= Consignes =
1. D'après le texte sur la crise globale, dans quel pays se trouvait l'épicentre de la secousse principale de 2008 ?
2. Recopiez fidèlement un passage du texte sur la crise globale : commencez aux mots « A court terme, peu » et arrêtez-vous après « paieront en priorité. ».
3. Reprenez le texte sur la crise globale là où il s'arrête et poursuivez-le.

= Extrait de page =
====================
Main invisible ou cerveau invisible ?
A court terme, peu d’êtres humains sur Terre pourront échapper aux conséquences de la crise globale qui s’est abattue sur la planète après une secousse principale en 2008 dont l’épicentre était clairement aux USA, mais dont les répliques européennes et asiatiques nous promettent d’en profiter un certain temps...
Nous savons déjà que les « bergers » qui ont convaincus le troupeau d’avancer au bord de la falaise seront les derniers à sombrer et que selon une vieille habitude, les plus pauvres et les plus faibles, bref les moins responsables paieront en priorité.
« Les derniers seront les premiers » , disait un ancien ouvrage.
Le temps de la fin du monde n’est pas là (n’en déplaise aux cassandres, l’attente risque d’être longue), mais la possibilité de la fin d’un monde est suffisamment crédible pour que nous ayons le devoir d’en profiter a minima pour réfléchir un peu à ce monde de shaddocks et à son organisation...
Nous vivons un moment extraordinaire, où la pression des évènements nous oblige tous à nous informer et à essayer de comprendre.
====================
= Données affichées =
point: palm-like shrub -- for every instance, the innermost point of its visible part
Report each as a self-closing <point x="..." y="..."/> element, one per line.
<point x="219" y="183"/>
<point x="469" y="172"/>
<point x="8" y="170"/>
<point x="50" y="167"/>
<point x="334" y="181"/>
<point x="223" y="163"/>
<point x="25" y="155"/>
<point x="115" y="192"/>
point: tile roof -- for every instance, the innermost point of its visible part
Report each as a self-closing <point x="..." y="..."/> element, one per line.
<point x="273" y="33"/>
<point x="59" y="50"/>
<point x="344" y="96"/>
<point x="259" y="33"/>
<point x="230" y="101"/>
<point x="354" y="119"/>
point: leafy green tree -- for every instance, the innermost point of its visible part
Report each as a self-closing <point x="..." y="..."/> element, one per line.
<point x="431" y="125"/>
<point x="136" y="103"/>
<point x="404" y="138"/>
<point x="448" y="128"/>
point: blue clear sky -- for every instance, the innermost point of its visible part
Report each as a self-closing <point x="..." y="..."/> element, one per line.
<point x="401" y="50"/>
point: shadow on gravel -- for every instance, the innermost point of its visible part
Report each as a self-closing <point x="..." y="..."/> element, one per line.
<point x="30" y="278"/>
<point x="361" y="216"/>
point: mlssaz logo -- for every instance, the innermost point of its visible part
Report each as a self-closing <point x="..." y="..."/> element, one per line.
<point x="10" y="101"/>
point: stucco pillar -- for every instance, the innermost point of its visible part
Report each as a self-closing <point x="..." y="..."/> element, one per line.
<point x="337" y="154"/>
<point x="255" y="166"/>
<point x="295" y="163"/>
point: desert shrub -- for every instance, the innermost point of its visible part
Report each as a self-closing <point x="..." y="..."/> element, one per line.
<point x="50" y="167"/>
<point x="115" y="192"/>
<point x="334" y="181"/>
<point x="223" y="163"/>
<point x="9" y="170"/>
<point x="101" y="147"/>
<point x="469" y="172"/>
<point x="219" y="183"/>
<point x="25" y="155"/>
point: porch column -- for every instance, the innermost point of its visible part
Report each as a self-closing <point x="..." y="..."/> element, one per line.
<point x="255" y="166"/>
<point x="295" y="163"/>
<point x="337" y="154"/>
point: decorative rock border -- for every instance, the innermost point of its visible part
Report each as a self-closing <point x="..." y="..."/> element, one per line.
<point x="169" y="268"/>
====================
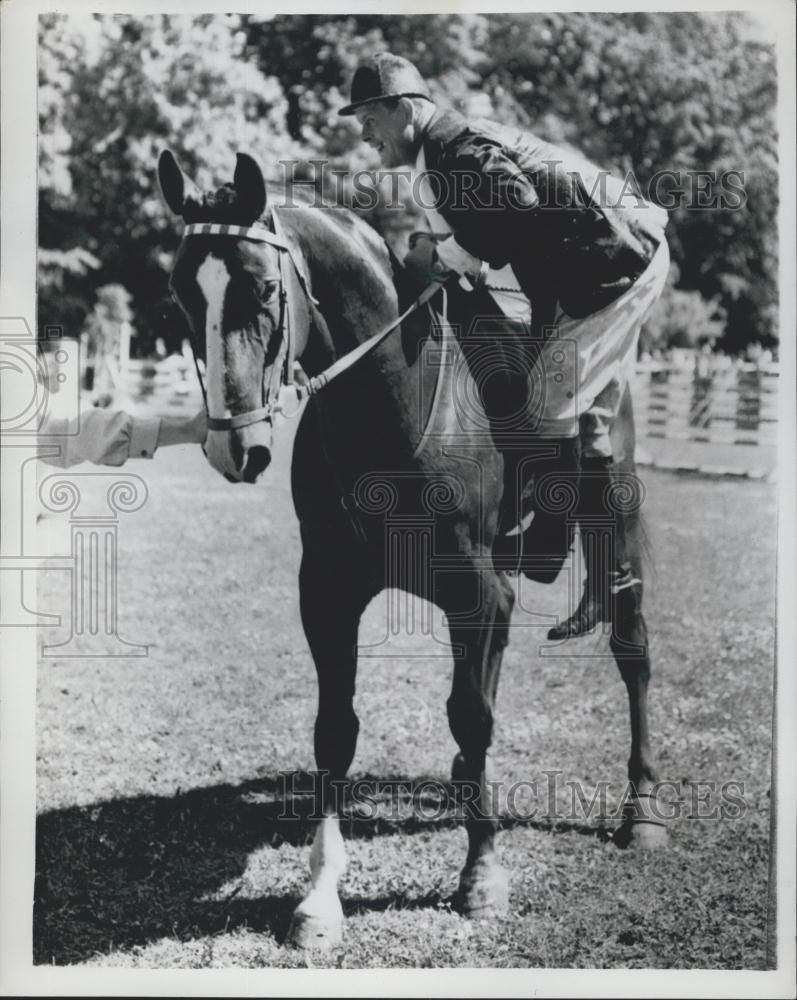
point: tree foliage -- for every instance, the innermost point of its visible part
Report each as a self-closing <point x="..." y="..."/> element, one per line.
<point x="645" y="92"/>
====================
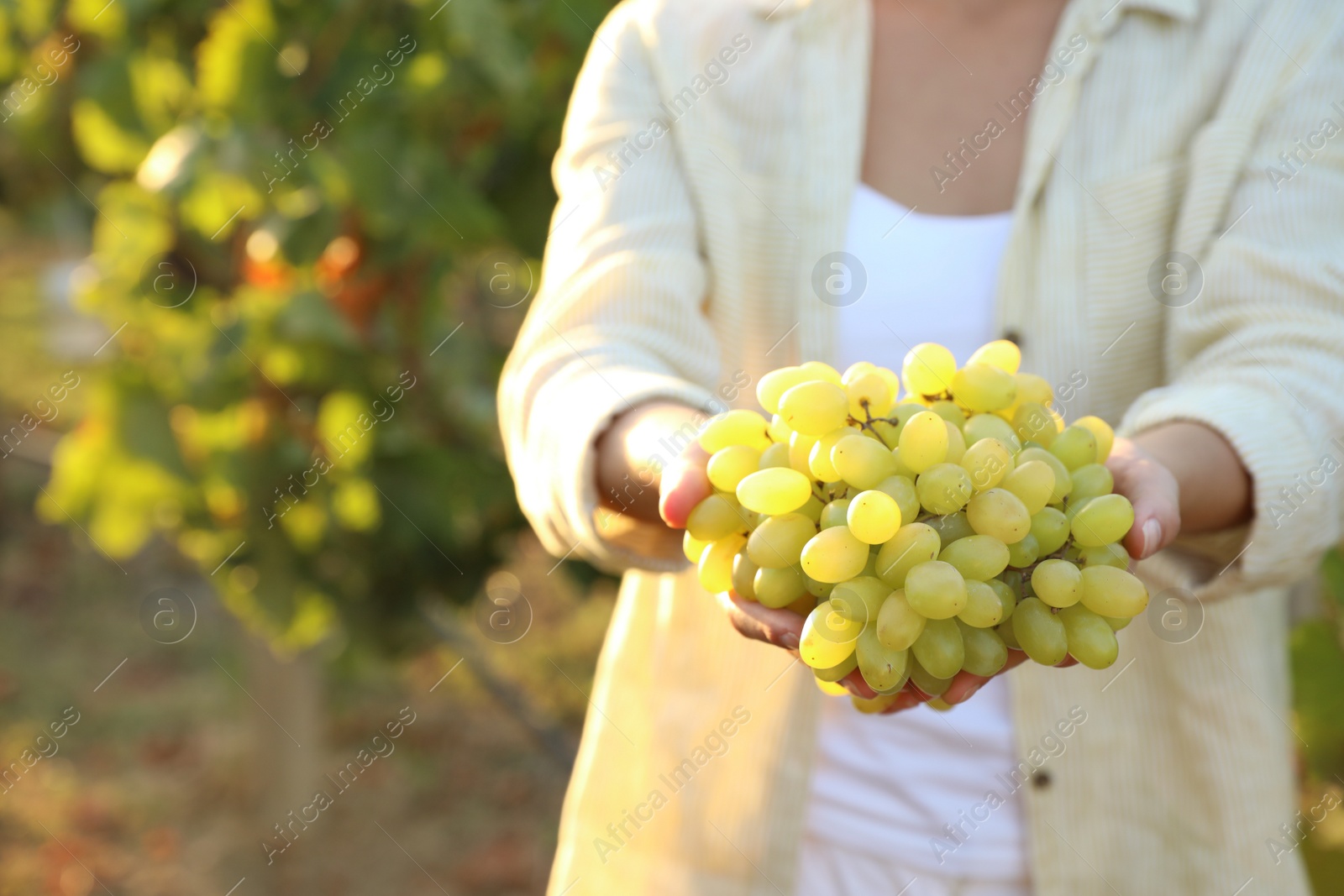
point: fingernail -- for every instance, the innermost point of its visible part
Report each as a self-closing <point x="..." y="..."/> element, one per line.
====================
= Exercices corrigés =
1. Aux USA.

2.
A court terme, peu d’êtres humains sur Terre pourront échapper aux conséquences de la crise globale qui s’est abattue sur la planète après une secousse principale en 2008 dont l’épicentre était clairement aux USA, mais dont les répliques européennes et asiatiques nous promettent d’en profiter un certain temps...
Nous savons déjà que les « bergers » qui ont convaincus le troupeau d’avancer au bord de la falaise seront les derniers à sombrer et que selon une vieille habitude, les plus pauvres et les plus faibles, bref les moins responsables paieront en priorité.

3.
Le déroulement de cette crise est maintenant assez bien décrit par de nombreux économistes et autres qui grâce à la sagesse rétrospective refont le match en expliquant les moments les plus significatifs. C’est de l’information autant que de la distraction.
Dans le chaos des prises de position on a compris qu’on va un peu mieux réguler les activités financières et en attendant sauver les meubles (c’est-à-dire pour l’essentiel ceux qui se sont mis dans le pétrin) avec l’argent des contribuables actuels et à venir (comme d’habitude il n’y a pas d’alternative nous dit-on).
Toute honte bue et idéologie temporairement mise au placard, on voit les USA refuser l’effondrement de leur système bancaire (il est en situation de banqueroute) de même que le sauvetage par des intérêts étrangers d’entreprises qui valent à peine une bouchée de pain en bourse. Une prise de participation dans une entreprise par des intérêts privés équivaut à une prise de contrôle au prorata de la mise, or l’Etat vient de le faire massivement en se refusant à une nationalisation partielle ou totale. Ils sauvent des entreprises de la banqueroute au frais du contribuable avec tous les inconvénients en se refusant aux avantages. Le Japon a connu une situation similaire au début des années 90 et dans de meilleures conditions de sortie de crise a vu ses contribuables perdrent la moitié de leur mise. les américains ne peuvent l’ignorer.
De nombreux économistes en restent stupéfait car c’est en pleine lumière un jeu de « face vous perdez et pile nous gagnons » au bénéfice des instigateurs de cette débâcle.
S’il fallait une cerise sur ce gâteau empoisonné, la « bamboula » de Wall Street qui a distribué en 2008 pour 18 milliards de $ de bonus (disons des primes d’efficacité) à une corporation qui a envoyé la planète dans les décors, sera dure à oublier.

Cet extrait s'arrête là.